• STATED GOAL A
Render this sentence from the passage about joining a bible study group into Spanish: "I was pulled in by the one-block proximity to my apartment and the inspiring sermons from Dr. Laird Stuart."

• SUPPLIED TEXT
···
I started attending Calvary Presbyterian church, perched atop one of the steepest hills in leafy Pacific Heights, San Francisco a decade ago. I was pulled in by the one-block proximity to my apartment and the inspiring sermons from Dr. Laird Stuart. Several years ago, while feeling a bit lost after life threw a few curveballs my way, I decided to go deeper and joined the Young Adult bible study group. After my first few sessions, I realized I lacked the background that most everyone else had – knowledge of the bible. Knowing this would be apparent soon enough, I opened up to the group about my ignorance. “I’m a little embarrassed to say this, but I’ve never read the bible.”
···
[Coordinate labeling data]
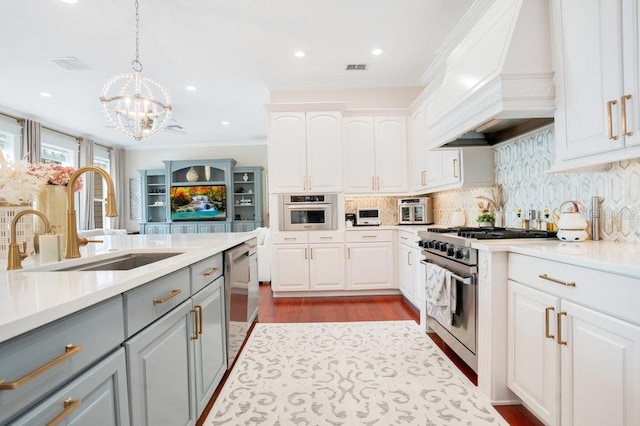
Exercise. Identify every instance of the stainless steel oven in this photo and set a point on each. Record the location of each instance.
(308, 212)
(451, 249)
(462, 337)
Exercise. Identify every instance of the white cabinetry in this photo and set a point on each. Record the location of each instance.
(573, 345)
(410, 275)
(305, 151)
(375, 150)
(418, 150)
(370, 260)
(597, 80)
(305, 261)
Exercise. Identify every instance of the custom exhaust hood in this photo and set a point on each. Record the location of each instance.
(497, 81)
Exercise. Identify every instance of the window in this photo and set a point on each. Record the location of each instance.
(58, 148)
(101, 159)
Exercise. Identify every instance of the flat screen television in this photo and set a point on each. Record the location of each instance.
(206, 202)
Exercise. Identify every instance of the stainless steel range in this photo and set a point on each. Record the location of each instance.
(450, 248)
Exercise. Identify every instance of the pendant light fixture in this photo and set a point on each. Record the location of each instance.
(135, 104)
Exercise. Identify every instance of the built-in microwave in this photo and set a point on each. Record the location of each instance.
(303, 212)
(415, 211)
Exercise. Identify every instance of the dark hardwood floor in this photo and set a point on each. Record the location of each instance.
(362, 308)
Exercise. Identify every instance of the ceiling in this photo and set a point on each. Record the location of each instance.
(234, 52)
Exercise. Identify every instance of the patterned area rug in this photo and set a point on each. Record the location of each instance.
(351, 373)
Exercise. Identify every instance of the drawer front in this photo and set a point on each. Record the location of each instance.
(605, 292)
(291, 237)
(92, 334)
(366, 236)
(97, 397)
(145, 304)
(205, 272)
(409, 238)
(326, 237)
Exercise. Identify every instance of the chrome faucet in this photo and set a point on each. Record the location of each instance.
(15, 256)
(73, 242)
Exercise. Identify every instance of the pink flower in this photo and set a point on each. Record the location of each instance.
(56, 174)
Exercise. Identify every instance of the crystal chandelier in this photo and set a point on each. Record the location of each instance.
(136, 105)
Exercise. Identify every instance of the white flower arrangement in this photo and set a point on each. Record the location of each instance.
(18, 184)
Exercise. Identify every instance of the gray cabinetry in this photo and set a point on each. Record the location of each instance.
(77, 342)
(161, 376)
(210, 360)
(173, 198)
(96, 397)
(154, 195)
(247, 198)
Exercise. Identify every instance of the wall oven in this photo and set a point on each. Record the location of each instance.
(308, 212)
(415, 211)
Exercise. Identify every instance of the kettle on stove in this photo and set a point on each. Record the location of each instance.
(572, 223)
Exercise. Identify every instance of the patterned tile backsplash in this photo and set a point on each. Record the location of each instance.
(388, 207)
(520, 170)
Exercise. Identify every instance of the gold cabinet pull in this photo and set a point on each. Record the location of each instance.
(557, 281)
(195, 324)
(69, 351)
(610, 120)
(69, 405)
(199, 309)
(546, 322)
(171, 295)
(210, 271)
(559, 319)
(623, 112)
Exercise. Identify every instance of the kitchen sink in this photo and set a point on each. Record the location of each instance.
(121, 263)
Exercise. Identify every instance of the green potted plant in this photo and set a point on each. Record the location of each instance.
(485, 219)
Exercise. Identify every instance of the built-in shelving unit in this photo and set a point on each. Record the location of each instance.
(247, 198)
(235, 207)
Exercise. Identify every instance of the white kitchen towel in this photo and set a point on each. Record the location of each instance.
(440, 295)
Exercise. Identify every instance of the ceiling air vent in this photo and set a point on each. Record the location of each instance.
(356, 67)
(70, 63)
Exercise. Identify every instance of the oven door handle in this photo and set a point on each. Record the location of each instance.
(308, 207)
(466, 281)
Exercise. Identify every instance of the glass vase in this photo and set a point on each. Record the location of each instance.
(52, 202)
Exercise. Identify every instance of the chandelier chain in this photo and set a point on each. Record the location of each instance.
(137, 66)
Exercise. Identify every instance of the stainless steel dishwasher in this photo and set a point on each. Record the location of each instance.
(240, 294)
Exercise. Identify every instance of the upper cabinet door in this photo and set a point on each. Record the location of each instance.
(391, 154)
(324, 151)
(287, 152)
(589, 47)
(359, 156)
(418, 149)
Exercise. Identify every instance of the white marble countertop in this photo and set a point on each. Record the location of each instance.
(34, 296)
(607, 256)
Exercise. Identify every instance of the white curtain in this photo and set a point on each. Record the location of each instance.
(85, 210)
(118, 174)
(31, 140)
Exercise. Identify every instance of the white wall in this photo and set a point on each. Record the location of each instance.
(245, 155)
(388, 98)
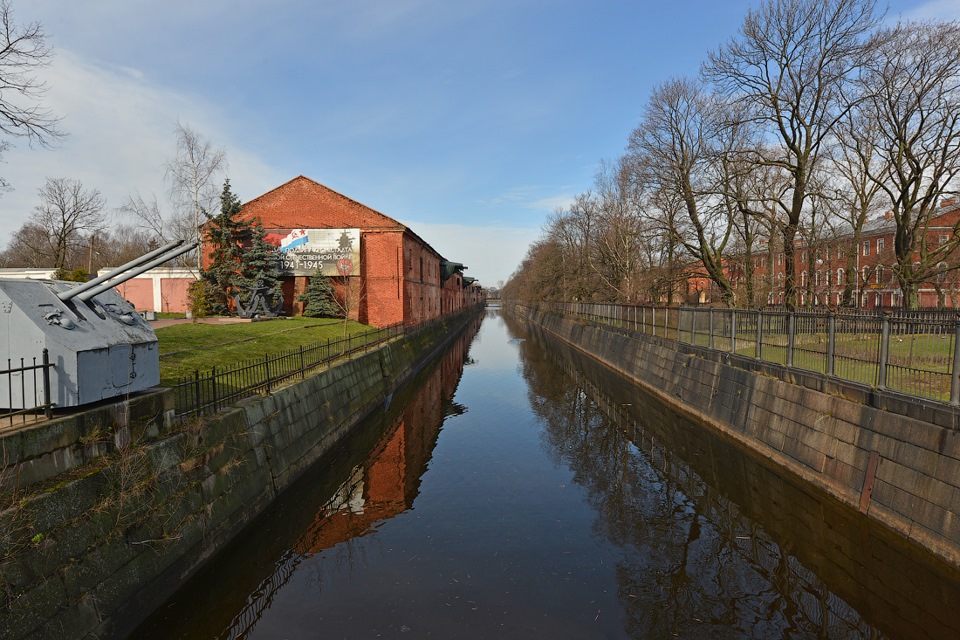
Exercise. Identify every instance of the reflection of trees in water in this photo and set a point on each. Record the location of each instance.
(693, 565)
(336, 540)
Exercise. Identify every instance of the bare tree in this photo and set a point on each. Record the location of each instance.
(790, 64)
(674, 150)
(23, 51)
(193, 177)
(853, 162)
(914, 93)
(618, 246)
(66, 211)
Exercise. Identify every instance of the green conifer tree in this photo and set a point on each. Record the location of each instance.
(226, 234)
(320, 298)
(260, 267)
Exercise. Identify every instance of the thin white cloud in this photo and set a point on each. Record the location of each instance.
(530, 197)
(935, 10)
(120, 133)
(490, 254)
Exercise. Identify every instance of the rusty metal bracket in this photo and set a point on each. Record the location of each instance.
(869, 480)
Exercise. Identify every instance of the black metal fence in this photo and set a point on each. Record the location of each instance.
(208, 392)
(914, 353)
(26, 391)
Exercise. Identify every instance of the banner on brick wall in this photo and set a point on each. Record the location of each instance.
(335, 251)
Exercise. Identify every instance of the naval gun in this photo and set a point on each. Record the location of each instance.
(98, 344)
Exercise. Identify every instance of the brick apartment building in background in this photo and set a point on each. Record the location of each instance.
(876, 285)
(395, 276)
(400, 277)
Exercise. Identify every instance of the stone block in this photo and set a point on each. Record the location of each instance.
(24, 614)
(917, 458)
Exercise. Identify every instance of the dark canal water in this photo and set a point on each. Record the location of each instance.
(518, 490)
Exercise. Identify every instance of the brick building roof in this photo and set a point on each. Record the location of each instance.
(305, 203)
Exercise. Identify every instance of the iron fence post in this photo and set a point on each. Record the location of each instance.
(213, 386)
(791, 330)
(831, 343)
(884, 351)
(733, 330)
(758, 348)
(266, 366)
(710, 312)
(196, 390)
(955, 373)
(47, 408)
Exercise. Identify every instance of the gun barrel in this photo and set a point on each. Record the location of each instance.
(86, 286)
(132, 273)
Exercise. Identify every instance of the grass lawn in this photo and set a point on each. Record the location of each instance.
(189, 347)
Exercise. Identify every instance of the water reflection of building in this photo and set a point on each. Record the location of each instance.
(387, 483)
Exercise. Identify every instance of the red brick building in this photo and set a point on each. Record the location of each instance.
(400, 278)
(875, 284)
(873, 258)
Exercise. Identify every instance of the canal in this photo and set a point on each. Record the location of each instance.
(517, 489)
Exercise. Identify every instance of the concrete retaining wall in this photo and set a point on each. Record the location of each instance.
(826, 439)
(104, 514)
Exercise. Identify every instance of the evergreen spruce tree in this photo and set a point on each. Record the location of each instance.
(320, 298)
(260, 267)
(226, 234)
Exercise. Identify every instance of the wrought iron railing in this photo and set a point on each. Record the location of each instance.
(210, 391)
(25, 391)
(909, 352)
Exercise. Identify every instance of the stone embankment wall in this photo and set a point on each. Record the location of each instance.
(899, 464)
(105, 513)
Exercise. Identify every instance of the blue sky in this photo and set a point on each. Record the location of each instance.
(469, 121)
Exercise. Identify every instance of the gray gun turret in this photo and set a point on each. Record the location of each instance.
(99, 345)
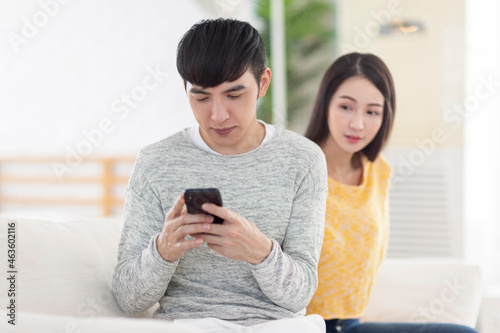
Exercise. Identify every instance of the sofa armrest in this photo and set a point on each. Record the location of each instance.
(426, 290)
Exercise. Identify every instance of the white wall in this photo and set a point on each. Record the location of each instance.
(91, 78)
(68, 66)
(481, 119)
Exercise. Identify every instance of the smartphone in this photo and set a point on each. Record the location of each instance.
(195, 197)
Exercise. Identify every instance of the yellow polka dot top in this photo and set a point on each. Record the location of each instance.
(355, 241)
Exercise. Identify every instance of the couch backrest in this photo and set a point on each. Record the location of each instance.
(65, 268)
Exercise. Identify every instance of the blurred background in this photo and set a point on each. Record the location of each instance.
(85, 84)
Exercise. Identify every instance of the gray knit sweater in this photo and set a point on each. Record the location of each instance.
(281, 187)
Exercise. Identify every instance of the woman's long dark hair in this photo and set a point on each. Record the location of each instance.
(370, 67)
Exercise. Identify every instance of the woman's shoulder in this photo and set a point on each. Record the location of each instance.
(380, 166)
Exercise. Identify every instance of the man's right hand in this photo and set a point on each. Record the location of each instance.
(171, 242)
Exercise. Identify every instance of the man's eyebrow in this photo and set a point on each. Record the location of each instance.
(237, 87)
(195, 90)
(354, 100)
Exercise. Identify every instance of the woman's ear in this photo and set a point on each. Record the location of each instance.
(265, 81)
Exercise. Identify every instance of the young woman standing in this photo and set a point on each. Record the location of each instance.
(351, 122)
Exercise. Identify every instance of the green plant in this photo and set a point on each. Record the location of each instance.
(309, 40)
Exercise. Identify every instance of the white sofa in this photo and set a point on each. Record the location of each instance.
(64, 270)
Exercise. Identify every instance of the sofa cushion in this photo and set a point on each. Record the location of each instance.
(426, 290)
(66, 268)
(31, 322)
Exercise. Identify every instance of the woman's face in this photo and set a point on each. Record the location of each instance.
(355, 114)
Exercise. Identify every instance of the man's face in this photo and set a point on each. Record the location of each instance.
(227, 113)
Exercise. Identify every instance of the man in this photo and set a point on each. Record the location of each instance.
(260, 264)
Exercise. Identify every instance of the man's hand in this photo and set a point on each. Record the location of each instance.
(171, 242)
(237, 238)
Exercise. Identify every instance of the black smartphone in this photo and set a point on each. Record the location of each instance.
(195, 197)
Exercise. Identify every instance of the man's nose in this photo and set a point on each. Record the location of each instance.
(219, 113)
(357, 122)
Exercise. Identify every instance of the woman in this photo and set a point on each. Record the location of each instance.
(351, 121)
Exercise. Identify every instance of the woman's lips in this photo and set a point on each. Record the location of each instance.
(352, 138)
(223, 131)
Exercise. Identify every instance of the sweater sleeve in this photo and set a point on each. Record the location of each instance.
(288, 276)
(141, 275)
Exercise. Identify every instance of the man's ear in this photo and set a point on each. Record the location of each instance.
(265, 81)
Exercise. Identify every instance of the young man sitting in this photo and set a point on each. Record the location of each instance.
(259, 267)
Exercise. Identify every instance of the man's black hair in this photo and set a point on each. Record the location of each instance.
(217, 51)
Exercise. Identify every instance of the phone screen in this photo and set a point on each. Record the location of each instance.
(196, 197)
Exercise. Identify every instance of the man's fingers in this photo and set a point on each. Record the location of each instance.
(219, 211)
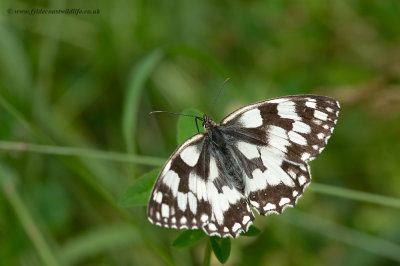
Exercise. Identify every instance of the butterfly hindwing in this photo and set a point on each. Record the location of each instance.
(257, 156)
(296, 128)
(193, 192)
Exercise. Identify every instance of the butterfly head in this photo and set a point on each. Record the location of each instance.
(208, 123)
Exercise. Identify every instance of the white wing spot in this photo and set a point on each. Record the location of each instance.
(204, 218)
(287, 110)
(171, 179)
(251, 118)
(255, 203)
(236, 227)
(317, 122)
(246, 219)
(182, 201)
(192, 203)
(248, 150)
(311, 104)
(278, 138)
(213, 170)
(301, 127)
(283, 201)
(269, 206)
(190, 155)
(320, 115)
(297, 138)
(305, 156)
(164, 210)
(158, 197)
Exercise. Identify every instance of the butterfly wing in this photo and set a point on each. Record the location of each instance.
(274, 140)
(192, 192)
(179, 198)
···
• STATED GOAL B
From the rows above, report every line containing the string "butterfly", copied in full. Case counts.

• WRITTEN REPLY A
Me atrajeron la cercanía de apenas una cuadra de mi apartamento y los sermones inspiradores del Dr. Laird Stuart.

• WRITTEN REPLY B
Exercise. Identify every instance of the butterfly hindwing in this photo and set a point on each. Record the location of each instance.
Exercise. Identify every instance of the butterfly head in this photo and set a point on each. Record the location of each instance.
Exercise. Identify every instance of the butterfly wing in this photo and set a point on each. Record the location of each instance.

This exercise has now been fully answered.